Stored records

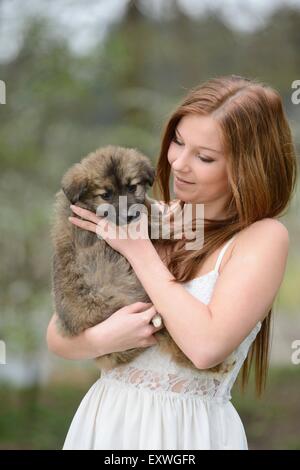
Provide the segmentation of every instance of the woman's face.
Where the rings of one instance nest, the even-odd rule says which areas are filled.
[[[221,129],[210,116],[189,114],[175,129],[168,150],[174,193],[184,202],[205,204],[205,216],[222,216],[229,196]],[[179,177],[188,183],[180,183]]]

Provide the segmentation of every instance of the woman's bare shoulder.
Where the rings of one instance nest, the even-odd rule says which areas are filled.
[[[258,245],[269,247],[271,251],[276,249],[286,254],[289,247],[288,229],[277,219],[265,218],[258,220],[237,234],[232,252],[246,253],[249,250],[252,251]]]
[[[241,230],[237,235],[236,241],[249,240],[252,237],[264,238],[270,240],[270,235],[289,240],[289,232],[286,226],[278,219],[265,218],[254,222]]]

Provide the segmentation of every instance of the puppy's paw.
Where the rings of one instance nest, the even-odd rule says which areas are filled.
[[[162,318],[159,313],[156,313],[151,320],[151,323],[155,328],[160,328],[162,326]]]

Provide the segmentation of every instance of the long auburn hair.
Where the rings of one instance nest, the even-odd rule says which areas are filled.
[[[209,115],[219,124],[228,161],[230,196],[225,207],[226,219],[204,220],[204,243],[200,250],[186,250],[184,236],[179,241],[172,238],[155,241],[165,248],[167,267],[177,282],[193,279],[204,260],[234,234],[258,220],[284,215],[298,174],[296,151],[280,94],[254,79],[221,76],[192,88],[163,130],[153,194],[166,204],[170,204],[168,149],[177,124],[187,114]],[[183,208],[184,202],[179,202]],[[244,392],[255,357],[258,397],[266,387],[273,306],[242,368]]]

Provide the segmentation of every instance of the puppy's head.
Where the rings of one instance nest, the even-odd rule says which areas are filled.
[[[139,216],[134,206],[144,204],[154,177],[155,170],[145,155],[110,145],[73,165],[62,179],[62,189],[70,203],[93,212],[98,208],[99,215],[125,224]]]

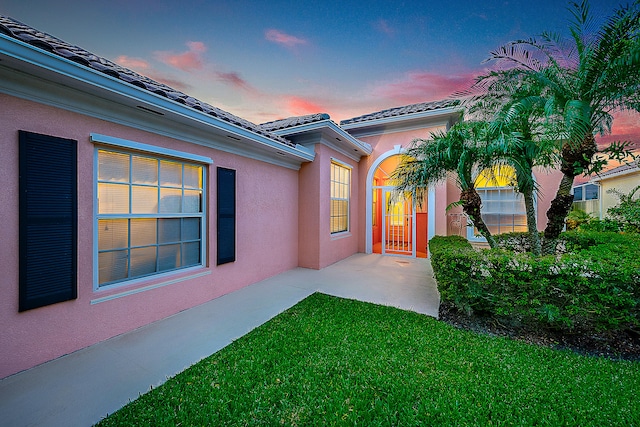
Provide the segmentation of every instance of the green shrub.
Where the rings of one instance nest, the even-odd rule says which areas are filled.
[[[571,212],[569,212],[569,215],[567,215],[567,230],[575,230],[584,224],[588,224],[594,219],[593,215],[582,209],[572,209]]]
[[[640,236],[564,233],[568,253],[431,246],[443,301],[467,313],[570,332],[640,328]]]
[[[640,233],[640,185],[628,194],[621,193],[615,189],[611,189],[607,193],[613,193],[620,199],[620,203],[610,207],[607,213],[622,224],[624,231]]]
[[[617,221],[614,221],[610,218],[605,219],[593,219],[588,223],[581,224],[578,227],[579,231],[591,231],[591,232],[600,232],[600,233],[608,233],[608,232],[618,232],[622,231],[623,225]]]

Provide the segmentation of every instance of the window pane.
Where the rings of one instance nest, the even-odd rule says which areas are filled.
[[[98,249],[119,249],[129,246],[129,221],[101,219],[98,221]]]
[[[182,163],[160,161],[160,185],[170,187],[182,186]]]
[[[139,277],[156,271],[156,246],[131,249],[131,277]]]
[[[129,213],[129,185],[98,183],[98,213]]]
[[[182,240],[200,240],[200,218],[182,220]]]
[[[158,220],[158,243],[180,241],[180,218]]]
[[[141,218],[131,220],[131,246],[147,246],[158,243],[156,238],[156,220]]]
[[[129,251],[101,252],[98,254],[98,283],[115,282],[127,278]]]
[[[131,186],[131,213],[158,213],[158,187]]]
[[[129,182],[129,155],[98,151],[98,180]]]
[[[158,271],[172,270],[180,267],[180,245],[158,247]]]
[[[200,190],[184,190],[184,212],[196,213],[201,211],[202,191]]]
[[[582,187],[575,187],[573,189],[573,200],[582,200]]]
[[[184,165],[184,186],[202,188],[202,166]]]
[[[185,243],[182,245],[182,266],[200,264],[200,242]]]
[[[182,190],[173,188],[160,189],[160,212],[180,213],[182,212]]]
[[[595,200],[598,198],[598,186],[594,184],[588,184],[584,187],[584,199]]]
[[[134,184],[158,185],[158,161],[149,157],[131,158],[131,182]]]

_Exercise directions_
Omit the pictures. Transcribe every record exactly.

_Response_
Provide the segmentation of every instance of the woman's face.
Where the rings of one instance nest, the even-odd rule says which areas are filled.
[[[221,129],[210,116],[189,114],[175,129],[168,150],[174,193],[184,202],[205,204],[205,216],[222,216],[229,196]],[[179,177],[188,183],[180,183]]]

Provide the segmentation of every instance of the woman's bare shoulder.
Where the rings of one instance nest, the even-odd rule says which areas are filled.
[[[258,245],[269,247],[271,251],[276,249],[286,254],[289,247],[288,229],[277,219],[265,218],[258,220],[237,234],[232,252],[246,253],[249,250],[252,251]]]
[[[241,230],[237,235],[236,241],[249,240],[252,237],[264,238],[270,240],[270,235],[289,240],[289,232],[286,226],[278,219],[265,218],[254,222]]]

Provide the segmentation of every instance of the puppy's paw.
Where the rings of one instance nest, the even-odd rule says which areas are filled.
[[[162,318],[159,313],[156,313],[151,320],[151,323],[155,328],[160,328],[162,326]]]

Provide the segmentation of every instance of the long auburn hair.
Where the rings of one instance nest, the even-odd rule says which areas are filled.
[[[209,115],[219,124],[228,161],[230,196],[225,207],[226,219],[204,220],[204,243],[200,250],[186,250],[184,236],[179,241],[172,238],[155,241],[165,248],[167,267],[177,282],[193,279],[204,260],[234,234],[258,220],[284,215],[298,174],[296,151],[280,94],[254,79],[221,76],[192,88],[163,130],[153,194],[166,204],[170,204],[168,149],[177,124],[187,114]],[[183,208],[184,202],[179,202]],[[244,392],[255,357],[258,397],[266,387],[273,306],[242,368]]]

Provide the segmentation of every instance of the puppy's head.
Where the rings of one instance nest, the even-odd rule says which areas are filled.
[[[139,216],[134,206],[144,204],[154,177],[155,170],[145,155],[110,145],[73,165],[62,179],[62,189],[70,203],[93,212],[98,208],[99,215],[125,224]]]

Provide the segmentation of every instance of the green shrub.
Where the rings of one instance nest, the even-odd rule says which areas are filled.
[[[571,212],[569,212],[569,215],[567,215],[567,230],[575,230],[584,224],[588,224],[594,219],[593,215],[582,209],[572,209]]]
[[[640,236],[564,233],[568,253],[431,246],[443,301],[467,313],[570,332],[640,328]]]
[[[640,233],[640,185],[628,194],[621,193],[615,189],[611,189],[607,193],[613,193],[620,199],[620,203],[610,207],[607,213],[622,224],[624,231]]]
[[[617,221],[614,221],[610,218],[605,219],[593,219],[588,223],[581,224],[578,227],[579,231],[591,231],[591,232],[600,232],[600,233],[608,233],[608,232],[618,232],[622,231],[623,225]]]

Provide the segmentation of every instance of the window pane.
Where the rings of one instance nest, the even-odd rule says which areas are filled.
[[[98,249],[119,249],[129,246],[129,221],[101,219],[98,221]]]
[[[182,163],[160,161],[160,185],[170,187],[182,186]]]
[[[139,277],[156,271],[156,246],[131,249],[131,277]]]
[[[129,213],[129,185],[98,183],[98,213]]]
[[[182,240],[200,240],[200,218],[182,220]]]
[[[158,220],[158,243],[180,241],[180,218]]]
[[[141,218],[131,220],[131,246],[147,246],[158,243],[156,238],[156,220]]]
[[[129,251],[101,252],[98,254],[98,283],[115,282],[127,278]]]
[[[131,186],[131,213],[158,213],[158,187]]]
[[[129,182],[129,155],[98,151],[98,180]]]
[[[158,271],[172,270],[180,267],[180,245],[158,247]]]
[[[200,190],[184,190],[184,212],[196,213],[201,211],[202,191]]]
[[[582,187],[575,187],[573,189],[573,200],[582,200]]]
[[[184,165],[184,186],[202,188],[202,166]]]
[[[185,243],[182,245],[182,266],[200,264],[200,242]]]
[[[182,190],[173,188],[160,189],[160,212],[180,213],[182,212]]]
[[[595,200],[598,198],[598,186],[594,184],[588,184],[584,187],[584,199]]]
[[[134,184],[158,185],[158,161],[149,157],[131,158],[131,182]]]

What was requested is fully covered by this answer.